▶ _How to complete this task_:
List each line of the data that holds the string "paved".

[Saved entries]
------------------------------------------------------------------------

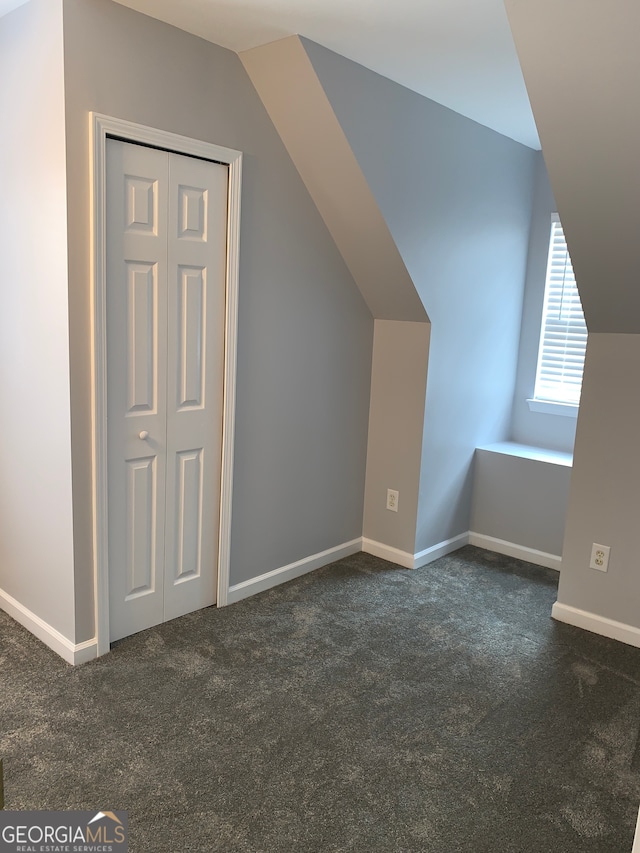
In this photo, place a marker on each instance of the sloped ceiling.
(584, 92)
(460, 53)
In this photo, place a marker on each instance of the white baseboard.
(596, 624)
(414, 561)
(71, 652)
(440, 550)
(286, 573)
(510, 549)
(387, 552)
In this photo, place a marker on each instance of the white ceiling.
(458, 52)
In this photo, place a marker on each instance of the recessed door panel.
(192, 336)
(141, 336)
(141, 200)
(189, 514)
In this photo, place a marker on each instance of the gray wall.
(521, 500)
(537, 428)
(605, 486)
(305, 333)
(36, 538)
(581, 65)
(457, 199)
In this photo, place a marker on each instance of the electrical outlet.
(599, 557)
(392, 500)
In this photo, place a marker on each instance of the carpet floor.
(362, 707)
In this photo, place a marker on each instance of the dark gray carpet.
(360, 708)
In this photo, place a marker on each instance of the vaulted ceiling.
(460, 53)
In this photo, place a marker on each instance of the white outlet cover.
(599, 557)
(392, 499)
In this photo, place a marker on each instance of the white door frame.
(101, 127)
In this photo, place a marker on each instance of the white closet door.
(196, 293)
(166, 267)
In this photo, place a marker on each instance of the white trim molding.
(628, 634)
(547, 407)
(102, 127)
(636, 840)
(414, 561)
(294, 570)
(441, 549)
(73, 653)
(387, 552)
(510, 549)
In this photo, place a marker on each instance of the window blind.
(563, 337)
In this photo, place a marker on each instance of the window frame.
(548, 404)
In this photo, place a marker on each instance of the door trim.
(101, 127)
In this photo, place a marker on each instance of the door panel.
(196, 293)
(166, 272)
(137, 195)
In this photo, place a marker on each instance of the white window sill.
(567, 410)
(527, 451)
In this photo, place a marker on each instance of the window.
(563, 337)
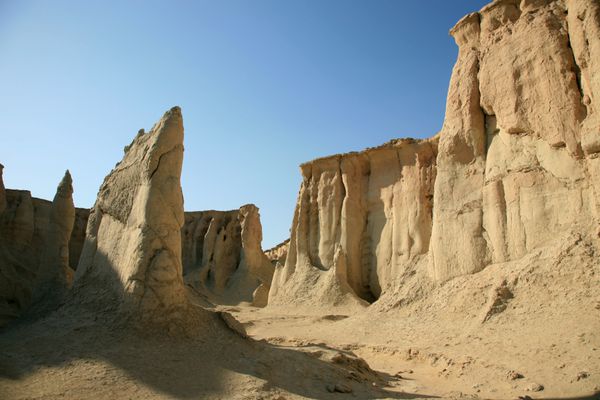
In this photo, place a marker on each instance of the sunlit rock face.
(515, 164)
(131, 259)
(278, 253)
(518, 155)
(359, 220)
(34, 249)
(222, 255)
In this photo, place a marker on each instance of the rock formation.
(77, 239)
(517, 165)
(54, 274)
(131, 260)
(2, 192)
(278, 253)
(34, 243)
(511, 171)
(222, 255)
(360, 218)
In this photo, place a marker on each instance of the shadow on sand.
(80, 347)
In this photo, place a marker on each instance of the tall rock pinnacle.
(132, 256)
(2, 192)
(54, 274)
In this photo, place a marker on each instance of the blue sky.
(264, 85)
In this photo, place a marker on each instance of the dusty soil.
(524, 329)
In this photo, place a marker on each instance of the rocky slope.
(515, 165)
(34, 252)
(222, 255)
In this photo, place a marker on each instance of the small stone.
(514, 375)
(582, 375)
(535, 387)
(342, 388)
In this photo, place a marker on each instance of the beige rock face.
(359, 220)
(517, 165)
(54, 274)
(2, 191)
(131, 259)
(77, 239)
(511, 171)
(34, 243)
(222, 255)
(278, 253)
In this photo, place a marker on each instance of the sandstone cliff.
(131, 260)
(222, 255)
(512, 171)
(360, 219)
(516, 166)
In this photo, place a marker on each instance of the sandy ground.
(525, 329)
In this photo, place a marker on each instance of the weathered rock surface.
(278, 253)
(517, 165)
(2, 191)
(34, 249)
(511, 171)
(131, 260)
(54, 274)
(77, 239)
(222, 255)
(360, 219)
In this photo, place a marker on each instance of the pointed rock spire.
(2, 192)
(54, 274)
(131, 260)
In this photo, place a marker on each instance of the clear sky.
(264, 85)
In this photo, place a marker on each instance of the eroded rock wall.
(278, 253)
(2, 191)
(222, 255)
(512, 171)
(517, 165)
(360, 218)
(34, 249)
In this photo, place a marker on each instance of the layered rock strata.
(514, 169)
(131, 260)
(516, 166)
(278, 253)
(360, 218)
(222, 255)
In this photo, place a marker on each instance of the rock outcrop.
(516, 166)
(278, 253)
(359, 220)
(2, 192)
(513, 168)
(54, 274)
(131, 260)
(77, 239)
(222, 255)
(34, 249)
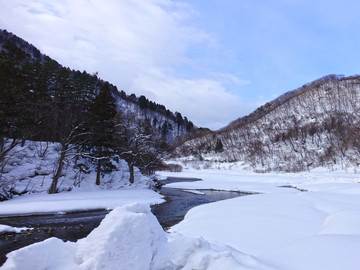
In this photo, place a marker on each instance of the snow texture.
(9, 229)
(130, 237)
(30, 169)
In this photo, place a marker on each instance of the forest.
(40, 100)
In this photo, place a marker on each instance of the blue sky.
(212, 60)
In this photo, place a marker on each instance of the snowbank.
(30, 169)
(76, 201)
(285, 227)
(130, 237)
(9, 229)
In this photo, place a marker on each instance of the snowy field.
(316, 226)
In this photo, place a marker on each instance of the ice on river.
(130, 237)
(280, 228)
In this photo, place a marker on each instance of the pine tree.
(102, 112)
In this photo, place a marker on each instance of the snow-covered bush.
(30, 168)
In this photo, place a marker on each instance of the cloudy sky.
(211, 60)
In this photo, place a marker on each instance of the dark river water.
(77, 225)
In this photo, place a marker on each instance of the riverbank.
(313, 226)
(297, 221)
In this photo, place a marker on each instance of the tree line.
(43, 101)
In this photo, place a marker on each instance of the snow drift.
(129, 237)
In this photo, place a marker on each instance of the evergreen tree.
(102, 113)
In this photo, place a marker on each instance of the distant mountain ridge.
(314, 125)
(166, 123)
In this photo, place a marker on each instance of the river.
(77, 225)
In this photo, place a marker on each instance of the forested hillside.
(89, 119)
(315, 125)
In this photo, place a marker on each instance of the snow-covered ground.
(284, 227)
(279, 228)
(76, 201)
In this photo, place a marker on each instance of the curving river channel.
(77, 225)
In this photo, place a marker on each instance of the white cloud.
(138, 45)
(206, 101)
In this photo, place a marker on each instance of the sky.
(211, 60)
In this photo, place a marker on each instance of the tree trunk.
(131, 170)
(53, 187)
(98, 169)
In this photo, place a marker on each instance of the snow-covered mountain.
(168, 124)
(314, 125)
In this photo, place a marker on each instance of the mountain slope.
(23, 55)
(315, 125)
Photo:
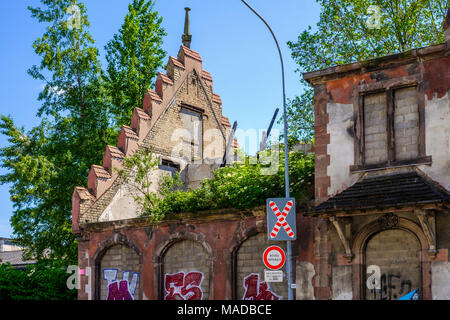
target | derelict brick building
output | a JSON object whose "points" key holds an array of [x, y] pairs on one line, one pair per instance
{"points": [[380, 225], [382, 175]]}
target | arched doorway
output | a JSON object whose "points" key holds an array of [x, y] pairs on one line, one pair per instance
{"points": [[392, 265], [186, 272]]}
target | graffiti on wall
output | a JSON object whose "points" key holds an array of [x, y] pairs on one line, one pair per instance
{"points": [[257, 290], [120, 289], [386, 286], [183, 286]]}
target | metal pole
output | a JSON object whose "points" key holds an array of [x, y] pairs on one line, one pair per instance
{"points": [[286, 165]]}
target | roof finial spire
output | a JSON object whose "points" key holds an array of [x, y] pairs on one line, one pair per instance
{"points": [[186, 37]]}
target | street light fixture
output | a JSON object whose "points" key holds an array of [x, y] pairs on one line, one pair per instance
{"points": [[286, 165]]}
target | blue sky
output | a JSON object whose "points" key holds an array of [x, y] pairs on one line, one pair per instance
{"points": [[234, 44]]}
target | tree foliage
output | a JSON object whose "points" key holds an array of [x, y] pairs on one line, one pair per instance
{"points": [[42, 281], [44, 164], [350, 31], [134, 55], [241, 186]]}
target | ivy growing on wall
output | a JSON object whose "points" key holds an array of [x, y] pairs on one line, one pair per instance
{"points": [[240, 186]]}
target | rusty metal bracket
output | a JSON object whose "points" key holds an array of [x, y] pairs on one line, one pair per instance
{"points": [[345, 240], [428, 224]]}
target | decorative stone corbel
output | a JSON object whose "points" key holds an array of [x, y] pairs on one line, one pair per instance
{"points": [[344, 239], [428, 224]]}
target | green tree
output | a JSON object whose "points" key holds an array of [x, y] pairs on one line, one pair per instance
{"points": [[133, 56], [352, 30], [78, 108]]}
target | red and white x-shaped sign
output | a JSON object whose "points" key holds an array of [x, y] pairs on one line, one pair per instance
{"points": [[281, 216]]}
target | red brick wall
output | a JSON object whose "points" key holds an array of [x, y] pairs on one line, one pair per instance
{"points": [[208, 244]]}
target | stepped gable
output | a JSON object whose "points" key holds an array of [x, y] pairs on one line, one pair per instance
{"points": [[103, 178]]}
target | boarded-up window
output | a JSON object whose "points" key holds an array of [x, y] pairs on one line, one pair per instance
{"points": [[375, 128], [406, 124], [192, 140], [391, 126]]}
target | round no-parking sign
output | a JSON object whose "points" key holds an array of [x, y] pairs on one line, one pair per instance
{"points": [[274, 258]]}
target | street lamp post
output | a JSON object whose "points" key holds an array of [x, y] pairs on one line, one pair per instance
{"points": [[286, 165]]}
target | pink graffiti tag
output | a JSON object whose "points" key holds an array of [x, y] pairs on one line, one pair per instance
{"points": [[257, 290], [120, 289], [180, 286]]}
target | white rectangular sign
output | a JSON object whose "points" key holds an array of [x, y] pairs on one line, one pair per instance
{"points": [[273, 276]]}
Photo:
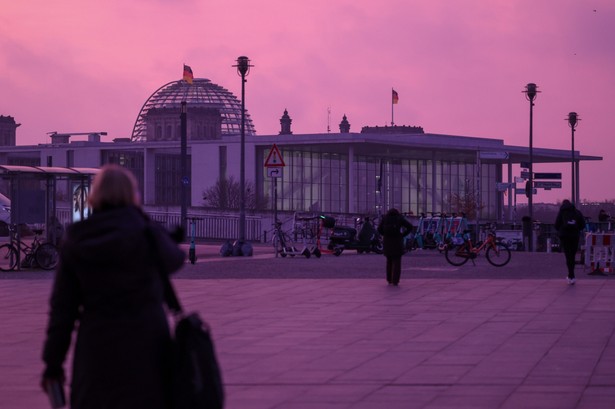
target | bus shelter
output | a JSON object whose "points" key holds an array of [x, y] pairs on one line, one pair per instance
{"points": [[35, 190]]}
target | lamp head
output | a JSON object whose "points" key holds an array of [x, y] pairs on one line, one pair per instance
{"points": [[243, 66], [573, 119], [531, 90]]}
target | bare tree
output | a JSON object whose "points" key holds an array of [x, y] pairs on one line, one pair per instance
{"points": [[225, 194]]}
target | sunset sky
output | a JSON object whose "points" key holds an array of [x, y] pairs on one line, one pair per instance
{"points": [[459, 67]]}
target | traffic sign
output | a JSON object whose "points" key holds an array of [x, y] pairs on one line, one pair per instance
{"points": [[274, 159], [547, 175], [493, 155], [275, 172], [548, 185]]}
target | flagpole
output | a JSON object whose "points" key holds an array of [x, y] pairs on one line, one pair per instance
{"points": [[392, 105]]}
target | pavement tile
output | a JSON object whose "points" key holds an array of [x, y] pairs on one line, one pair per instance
{"points": [[330, 333]]}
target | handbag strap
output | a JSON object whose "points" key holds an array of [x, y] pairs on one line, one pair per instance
{"points": [[170, 296]]}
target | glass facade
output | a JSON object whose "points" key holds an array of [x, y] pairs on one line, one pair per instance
{"points": [[319, 181], [313, 181]]}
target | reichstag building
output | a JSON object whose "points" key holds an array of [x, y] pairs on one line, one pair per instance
{"points": [[341, 172]]}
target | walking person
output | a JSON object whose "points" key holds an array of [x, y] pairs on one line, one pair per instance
{"points": [[394, 227], [569, 223], [108, 282]]}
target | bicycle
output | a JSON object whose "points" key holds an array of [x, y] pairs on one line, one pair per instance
{"points": [[461, 250], [37, 254], [283, 243]]}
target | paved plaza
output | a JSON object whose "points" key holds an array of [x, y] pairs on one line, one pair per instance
{"points": [[329, 333]]}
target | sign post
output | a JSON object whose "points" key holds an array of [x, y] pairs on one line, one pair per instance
{"points": [[275, 165]]}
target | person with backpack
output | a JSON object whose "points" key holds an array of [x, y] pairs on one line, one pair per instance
{"points": [[569, 223], [393, 228]]}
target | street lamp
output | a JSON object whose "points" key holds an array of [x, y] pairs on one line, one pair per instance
{"points": [[243, 69], [184, 166], [573, 121], [531, 90]]}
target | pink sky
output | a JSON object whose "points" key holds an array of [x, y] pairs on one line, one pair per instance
{"points": [[459, 67]]}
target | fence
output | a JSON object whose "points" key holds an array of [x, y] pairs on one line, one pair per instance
{"points": [[599, 251]]}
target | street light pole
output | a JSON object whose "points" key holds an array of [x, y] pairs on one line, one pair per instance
{"points": [[184, 166], [531, 90], [573, 121], [243, 69]]}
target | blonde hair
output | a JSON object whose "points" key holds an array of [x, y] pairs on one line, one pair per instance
{"points": [[114, 186]]}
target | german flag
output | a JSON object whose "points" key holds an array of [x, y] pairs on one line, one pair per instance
{"points": [[188, 76]]}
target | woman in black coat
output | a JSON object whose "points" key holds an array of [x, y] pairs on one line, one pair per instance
{"points": [[394, 227], [569, 224], [108, 280]]}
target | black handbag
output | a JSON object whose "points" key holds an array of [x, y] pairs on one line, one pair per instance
{"points": [[197, 379]]}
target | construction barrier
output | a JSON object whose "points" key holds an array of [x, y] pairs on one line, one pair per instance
{"points": [[599, 252]]}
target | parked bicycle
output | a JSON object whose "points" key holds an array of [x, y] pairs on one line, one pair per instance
{"points": [[461, 250], [37, 254], [284, 244]]}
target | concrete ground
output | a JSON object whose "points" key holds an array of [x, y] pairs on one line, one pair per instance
{"points": [[329, 333]]}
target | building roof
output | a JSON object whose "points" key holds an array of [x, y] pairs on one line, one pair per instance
{"points": [[201, 93]]}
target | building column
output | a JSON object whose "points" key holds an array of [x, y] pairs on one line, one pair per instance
{"points": [[350, 171], [149, 176]]}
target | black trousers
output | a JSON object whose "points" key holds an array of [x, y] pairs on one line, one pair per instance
{"points": [[393, 269], [570, 246]]}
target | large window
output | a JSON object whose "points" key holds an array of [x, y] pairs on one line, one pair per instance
{"points": [[317, 181], [129, 159], [312, 182], [169, 179]]}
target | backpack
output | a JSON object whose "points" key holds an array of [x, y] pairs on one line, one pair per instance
{"points": [[391, 227], [571, 222]]}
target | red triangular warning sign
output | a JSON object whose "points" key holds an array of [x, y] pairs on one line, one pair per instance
{"points": [[274, 159]]}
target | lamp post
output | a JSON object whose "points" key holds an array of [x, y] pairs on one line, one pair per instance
{"points": [[184, 166], [573, 121], [243, 69], [531, 90]]}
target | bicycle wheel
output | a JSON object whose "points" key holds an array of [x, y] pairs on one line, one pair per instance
{"points": [[8, 257], [498, 255], [46, 256], [457, 255]]}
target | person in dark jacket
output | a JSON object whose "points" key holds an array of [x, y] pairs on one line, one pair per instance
{"points": [[394, 227], [108, 280], [569, 223]]}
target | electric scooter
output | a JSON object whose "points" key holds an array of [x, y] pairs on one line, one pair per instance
{"points": [[192, 249], [346, 238]]}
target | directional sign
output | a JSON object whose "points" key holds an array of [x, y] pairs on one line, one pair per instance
{"points": [[548, 185], [503, 186], [521, 191], [547, 175], [275, 172], [494, 155], [274, 159]]}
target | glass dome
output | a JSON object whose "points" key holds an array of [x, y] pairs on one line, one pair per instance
{"points": [[201, 93]]}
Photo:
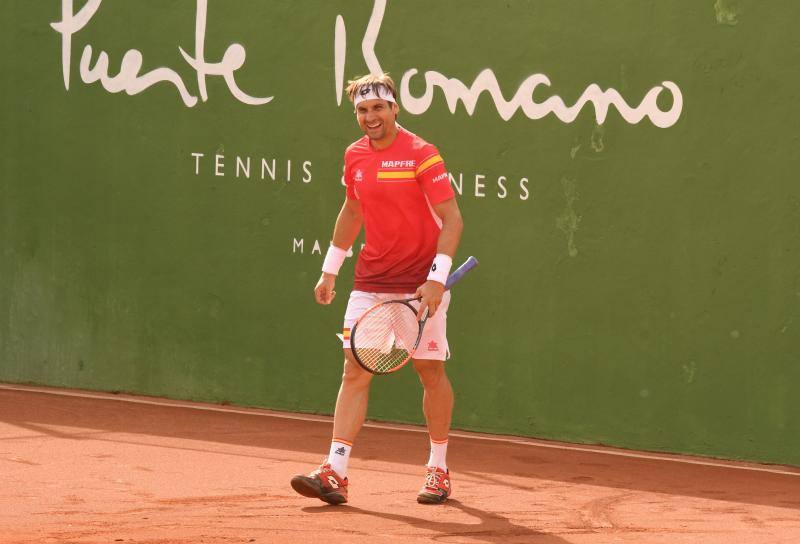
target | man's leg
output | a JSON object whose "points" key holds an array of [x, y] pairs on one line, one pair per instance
{"points": [[329, 482], [437, 398], [351, 404], [437, 404]]}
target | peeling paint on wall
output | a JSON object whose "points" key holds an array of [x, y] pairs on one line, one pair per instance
{"points": [[727, 12]]}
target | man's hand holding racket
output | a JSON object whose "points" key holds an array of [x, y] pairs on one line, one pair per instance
{"points": [[430, 294], [324, 292]]}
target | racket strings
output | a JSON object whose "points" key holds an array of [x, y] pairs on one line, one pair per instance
{"points": [[386, 337]]}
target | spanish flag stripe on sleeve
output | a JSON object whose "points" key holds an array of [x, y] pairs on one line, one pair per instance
{"points": [[427, 163]]}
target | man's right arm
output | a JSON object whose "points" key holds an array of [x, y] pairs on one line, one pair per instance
{"points": [[345, 232]]}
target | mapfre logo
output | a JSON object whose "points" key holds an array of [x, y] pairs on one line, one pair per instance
{"points": [[399, 164]]}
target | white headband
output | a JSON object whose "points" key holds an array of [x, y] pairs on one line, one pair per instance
{"points": [[367, 92]]}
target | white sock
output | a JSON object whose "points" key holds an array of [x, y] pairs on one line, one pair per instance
{"points": [[438, 455], [339, 456]]}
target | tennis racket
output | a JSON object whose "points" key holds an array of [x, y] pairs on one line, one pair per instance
{"points": [[386, 336]]}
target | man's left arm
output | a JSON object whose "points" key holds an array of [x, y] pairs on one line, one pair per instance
{"points": [[432, 291]]}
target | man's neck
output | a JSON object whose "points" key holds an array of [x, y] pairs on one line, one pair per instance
{"points": [[386, 141]]}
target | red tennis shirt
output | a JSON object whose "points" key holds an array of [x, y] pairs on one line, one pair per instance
{"points": [[396, 187]]}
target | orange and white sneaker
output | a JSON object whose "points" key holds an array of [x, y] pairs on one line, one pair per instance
{"points": [[437, 486], [324, 484]]}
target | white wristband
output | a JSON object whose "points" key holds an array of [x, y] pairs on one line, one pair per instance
{"points": [[333, 260], [440, 268]]}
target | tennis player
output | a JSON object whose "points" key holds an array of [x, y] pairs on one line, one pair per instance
{"points": [[399, 190]]}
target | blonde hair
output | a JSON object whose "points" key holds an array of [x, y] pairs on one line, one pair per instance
{"points": [[370, 81]]}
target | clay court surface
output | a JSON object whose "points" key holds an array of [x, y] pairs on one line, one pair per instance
{"points": [[84, 468]]}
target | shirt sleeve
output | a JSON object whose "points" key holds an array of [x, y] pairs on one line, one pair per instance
{"points": [[432, 176], [350, 189]]}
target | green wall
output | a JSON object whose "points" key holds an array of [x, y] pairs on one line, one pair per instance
{"points": [[639, 284]]}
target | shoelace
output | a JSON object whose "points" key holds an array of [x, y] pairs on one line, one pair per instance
{"points": [[432, 479]]}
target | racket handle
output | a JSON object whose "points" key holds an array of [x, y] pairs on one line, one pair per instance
{"points": [[460, 272]]}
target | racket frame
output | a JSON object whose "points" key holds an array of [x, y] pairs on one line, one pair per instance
{"points": [[421, 324]]}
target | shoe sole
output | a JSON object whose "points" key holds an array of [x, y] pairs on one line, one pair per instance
{"points": [[309, 487], [430, 498]]}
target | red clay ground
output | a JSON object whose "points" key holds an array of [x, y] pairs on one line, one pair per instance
{"points": [[82, 469]]}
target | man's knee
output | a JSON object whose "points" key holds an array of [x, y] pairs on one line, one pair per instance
{"points": [[353, 373], [430, 372]]}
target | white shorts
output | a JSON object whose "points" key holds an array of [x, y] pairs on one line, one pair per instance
{"points": [[433, 344]]}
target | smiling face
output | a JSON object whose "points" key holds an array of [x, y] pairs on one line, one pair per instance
{"points": [[377, 118]]}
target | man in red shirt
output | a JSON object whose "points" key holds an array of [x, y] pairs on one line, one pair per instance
{"points": [[399, 190]]}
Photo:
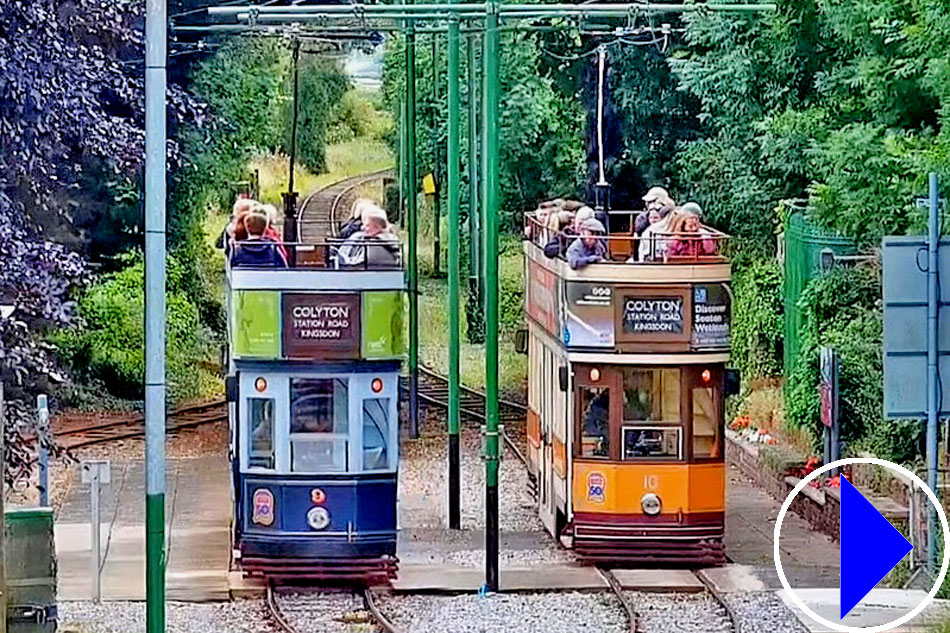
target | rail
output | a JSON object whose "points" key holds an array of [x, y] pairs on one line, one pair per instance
{"points": [[434, 390], [81, 435]]}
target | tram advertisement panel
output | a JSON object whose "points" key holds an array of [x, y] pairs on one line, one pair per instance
{"points": [[711, 315], [542, 298], [588, 315], [654, 316], [318, 323], [382, 324], [255, 324]]}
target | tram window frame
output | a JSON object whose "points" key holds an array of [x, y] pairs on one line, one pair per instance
{"points": [[610, 380], [253, 455], [655, 427], [338, 440], [715, 385], [385, 433]]}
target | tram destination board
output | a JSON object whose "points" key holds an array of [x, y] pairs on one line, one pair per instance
{"points": [[321, 322]]}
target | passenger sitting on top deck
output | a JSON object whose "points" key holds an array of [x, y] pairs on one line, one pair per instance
{"points": [[692, 239], [257, 251], [589, 247], [375, 246], [355, 223], [242, 206], [558, 226]]}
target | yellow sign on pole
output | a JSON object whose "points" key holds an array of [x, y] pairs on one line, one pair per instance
{"points": [[428, 184]]}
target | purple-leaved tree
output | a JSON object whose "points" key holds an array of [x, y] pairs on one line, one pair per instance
{"points": [[71, 90]]}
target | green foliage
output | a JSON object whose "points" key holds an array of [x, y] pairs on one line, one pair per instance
{"points": [[322, 84], [842, 310], [356, 116], [757, 326], [109, 346], [541, 139]]}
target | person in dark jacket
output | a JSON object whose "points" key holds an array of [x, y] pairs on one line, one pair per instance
{"points": [[589, 246], [257, 251], [560, 234]]}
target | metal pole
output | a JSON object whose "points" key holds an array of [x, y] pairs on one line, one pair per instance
{"points": [[290, 196], [156, 21], [491, 298], [3, 521], [454, 246], [95, 550], [932, 382], [436, 163], [413, 222], [42, 414], [402, 164], [474, 265]]}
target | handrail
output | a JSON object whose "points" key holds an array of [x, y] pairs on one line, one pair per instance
{"points": [[708, 245]]}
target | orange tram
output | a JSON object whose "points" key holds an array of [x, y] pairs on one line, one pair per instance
{"points": [[626, 381]]}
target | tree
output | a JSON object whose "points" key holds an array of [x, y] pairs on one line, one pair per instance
{"points": [[70, 91]]}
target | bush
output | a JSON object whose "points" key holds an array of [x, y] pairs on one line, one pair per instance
{"points": [[842, 310], [757, 326], [109, 345]]}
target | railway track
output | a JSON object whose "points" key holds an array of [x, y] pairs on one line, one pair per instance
{"points": [[323, 209], [287, 618], [70, 437], [434, 391]]}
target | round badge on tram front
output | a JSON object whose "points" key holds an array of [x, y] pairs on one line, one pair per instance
{"points": [[318, 518]]}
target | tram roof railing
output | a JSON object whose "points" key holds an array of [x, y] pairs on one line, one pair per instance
{"points": [[707, 246], [332, 253]]}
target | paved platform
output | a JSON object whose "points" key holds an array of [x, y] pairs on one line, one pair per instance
{"points": [[197, 512], [879, 607], [809, 558]]}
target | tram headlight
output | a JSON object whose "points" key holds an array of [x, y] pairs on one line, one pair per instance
{"points": [[650, 503], [318, 518]]}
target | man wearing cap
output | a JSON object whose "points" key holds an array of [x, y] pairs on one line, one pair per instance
{"points": [[588, 247]]}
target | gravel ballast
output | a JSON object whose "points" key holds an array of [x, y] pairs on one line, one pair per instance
{"points": [[524, 613]]}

------------------------------------------------------------------------

▶ _Answer space_:
target | paved plaza
target | paved platform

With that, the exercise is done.